▶ **Challenge**
Please continue the essay on why Dark Souls should end, picking up right after its last sentence.

[Start of Text passage]

Why I'm glad Dark Souls is dead

Dear god I hope it’s true. I hope every news story about every questionably translated interview is a golden signal light, because Dark Souls needs to die. 

I love the series. I can’t shut up about it. Dark Souls fundamentally changed what I like about games, shifting from a focus on closely directed storytelling and action sequences to subtle, curious design. Difficult games were a big no-no for me, until Dark Souls taught me how to appreciate an enemy whose sole purpose is to tackle you from behind and knock you into the abyss, and how to use that death to ‘read’ future levels and avoid the traps altogether. It’s a series that makes you feel small and vulnerable, all while teaching you how to outsmart it with every blow. 

But now, with the Dark Souls trilogy wrapped up, the series might be done for good, at least in its current form. I’m glad. We’ve been eating the same medieval apocalypse meal since Demon’s Souls released in 2009. It’s time to give From Software room to make something entirely new (which they are), and give ourselves time to appreciate the other games crowding the space the Souls series is leaving behind.

[End of Text passage]
[Start of Entries]

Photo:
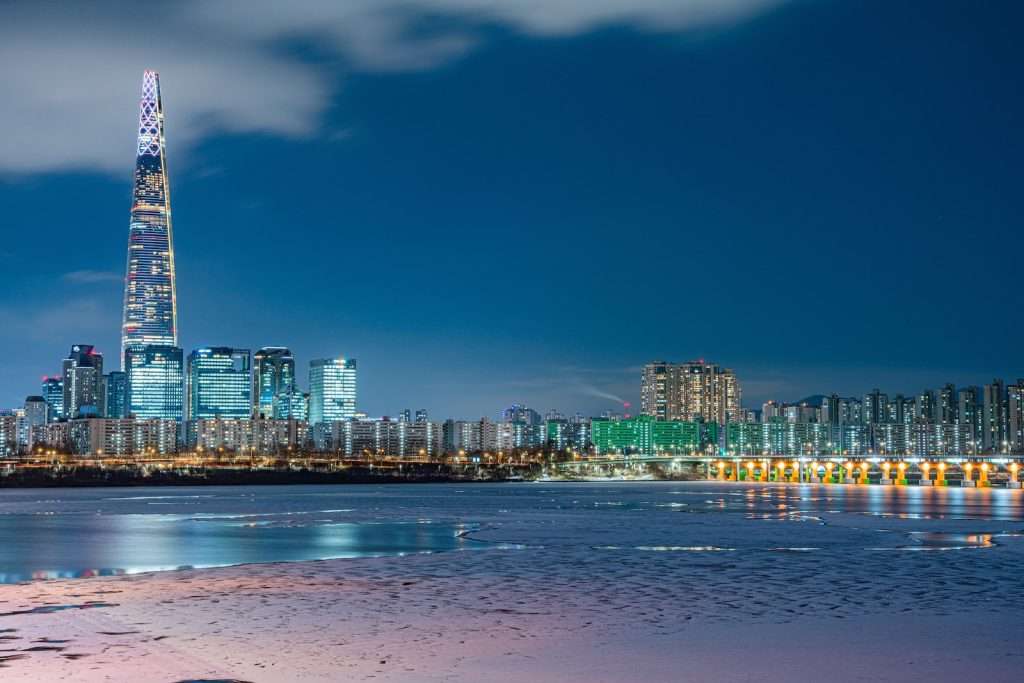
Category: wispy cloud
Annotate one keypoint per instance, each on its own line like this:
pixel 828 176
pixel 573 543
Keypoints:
pixel 91 276
pixel 73 317
pixel 71 78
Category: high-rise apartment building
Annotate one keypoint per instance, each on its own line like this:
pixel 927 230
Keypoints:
pixel 116 389
pixel 53 395
pixel 925 407
pixel 332 390
pixel 945 406
pixel 151 301
pixel 273 382
pixel 82 374
pixel 156 381
pixel 994 428
pixel 1015 416
pixel 689 391
pixel 36 411
pixel 876 408
pixel 219 383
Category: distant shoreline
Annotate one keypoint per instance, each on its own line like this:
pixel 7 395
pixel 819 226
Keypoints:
pixel 92 476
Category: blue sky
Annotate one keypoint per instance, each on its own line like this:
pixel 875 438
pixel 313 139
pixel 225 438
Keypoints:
pixel 498 202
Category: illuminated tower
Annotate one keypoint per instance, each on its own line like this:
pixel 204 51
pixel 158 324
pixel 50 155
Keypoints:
pixel 151 306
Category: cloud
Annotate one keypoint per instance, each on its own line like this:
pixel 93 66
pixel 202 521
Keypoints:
pixel 91 276
pixel 71 74
pixel 77 317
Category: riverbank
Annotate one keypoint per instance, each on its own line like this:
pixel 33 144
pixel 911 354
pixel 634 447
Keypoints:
pixel 78 476
pixel 660 582
pixel 337 621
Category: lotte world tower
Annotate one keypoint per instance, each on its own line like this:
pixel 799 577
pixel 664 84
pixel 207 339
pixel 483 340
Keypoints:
pixel 150 305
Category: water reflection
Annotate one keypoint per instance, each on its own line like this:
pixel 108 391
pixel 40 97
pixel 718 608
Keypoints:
pixel 37 547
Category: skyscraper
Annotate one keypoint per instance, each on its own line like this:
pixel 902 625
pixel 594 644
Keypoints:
pixel 332 390
pixel 116 386
pixel 83 375
pixel 150 303
pixel 53 395
pixel 273 379
pixel 219 383
pixel 155 381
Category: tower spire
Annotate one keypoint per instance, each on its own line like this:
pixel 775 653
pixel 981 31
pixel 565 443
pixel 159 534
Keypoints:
pixel 151 298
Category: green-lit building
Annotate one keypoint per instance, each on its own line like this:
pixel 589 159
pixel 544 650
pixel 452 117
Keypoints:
pixel 645 435
pixel 778 437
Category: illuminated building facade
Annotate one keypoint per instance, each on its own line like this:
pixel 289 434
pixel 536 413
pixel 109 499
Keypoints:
pixel 219 383
pixel 689 391
pixel 53 395
pixel 150 302
pixel 156 381
pixel 332 390
pixel 273 379
pixel 116 388
pixel 83 381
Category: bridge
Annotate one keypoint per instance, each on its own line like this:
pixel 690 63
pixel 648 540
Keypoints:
pixel 957 470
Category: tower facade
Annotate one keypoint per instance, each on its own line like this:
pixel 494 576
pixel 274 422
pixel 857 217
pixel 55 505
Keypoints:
pixel 151 301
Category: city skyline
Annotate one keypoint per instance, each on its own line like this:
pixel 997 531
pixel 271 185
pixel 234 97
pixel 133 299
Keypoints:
pixel 452 331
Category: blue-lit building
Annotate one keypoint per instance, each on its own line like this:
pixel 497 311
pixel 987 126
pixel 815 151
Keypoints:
pixel 332 390
pixel 83 381
pixel 150 302
pixel 273 379
pixel 156 381
pixel 219 383
pixel 294 406
pixel 53 395
pixel 116 390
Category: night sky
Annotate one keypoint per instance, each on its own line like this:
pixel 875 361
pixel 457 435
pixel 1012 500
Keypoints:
pixel 497 202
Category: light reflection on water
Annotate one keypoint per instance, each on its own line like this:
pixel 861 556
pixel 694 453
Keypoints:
pixel 67 534
pixel 69 547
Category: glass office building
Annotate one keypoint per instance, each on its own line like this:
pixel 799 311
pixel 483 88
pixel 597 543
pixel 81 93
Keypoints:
pixel 332 390
pixel 156 381
pixel 273 375
pixel 219 383
pixel 116 386
pixel 83 381
pixel 53 395
pixel 150 302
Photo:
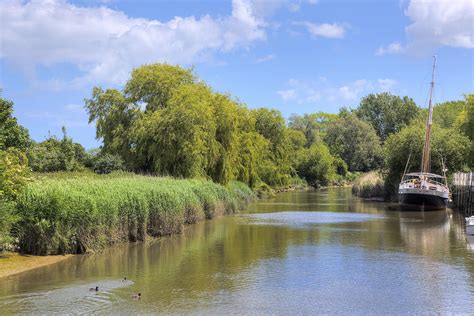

[End of Entries]

▶ **Answer to the exercise**
From Software, with love

Expecting From Software to stretch their ideas across five games made in the same Souls mold, all within seven years, was already too much. 

It’s obvious they ran out of ideas that fit the tools, technology, and design space of Dark Souls. In The Ringed City, they put an NPC behind a door at the top of a staircase patrolled by a goddamn army of Harald Knights. That’s about six of the most difficult enemies in the game, even one-on-one, all on a narrow incline where scrappy magicians harass you with lightning bolts from above. It’s their final piece of Dark Souls content, and it’s some of the worst level and encounter design of the entire series. Clearly, they either lost track of what makes for a great level or they’re just too rushed and tired to hit the same mark as the best areas, like Sen’s Fortress. But if it was my job to make a narrow passage interesting for nearly 10 years, I’d probably botch more than a few corridors out of pure tedium.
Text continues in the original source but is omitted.